Reproduce every line of the records below verbatim, omitting the pictures from your answer.

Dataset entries
========
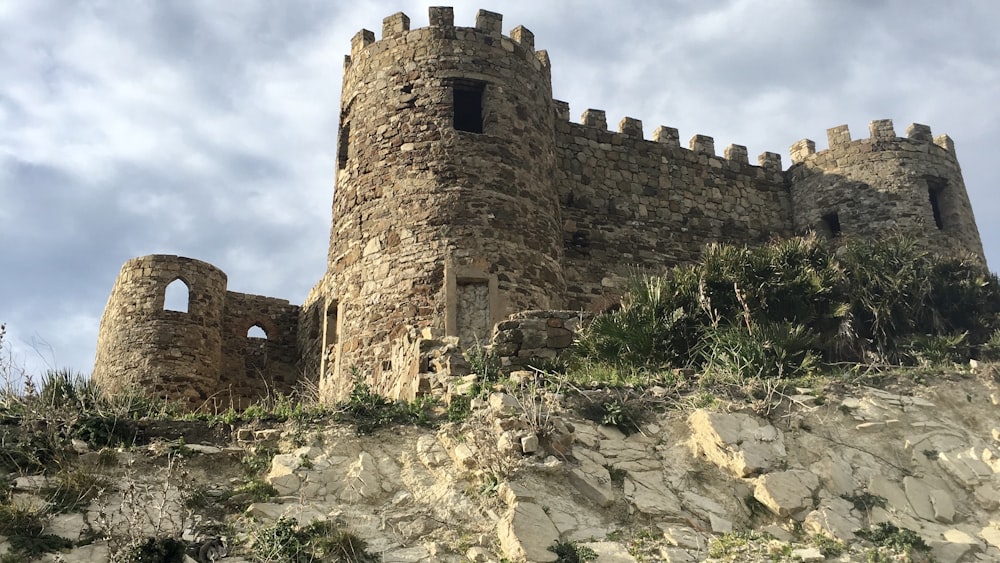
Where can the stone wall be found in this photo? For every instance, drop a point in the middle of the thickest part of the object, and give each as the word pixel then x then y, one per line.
pixel 534 338
pixel 464 194
pixel 201 355
pixel 885 183
pixel 446 150
pixel 255 368
pixel 629 202
pixel 173 354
========
> **Exercise solution**:
Where can the stone wall be found in this photo? For every instance, drop a point in the middle of the thickest part of the object, and give each as the word pixel then x then y, one per line.
pixel 534 338
pixel 464 194
pixel 201 355
pixel 885 183
pixel 446 150
pixel 255 368
pixel 629 202
pixel 173 354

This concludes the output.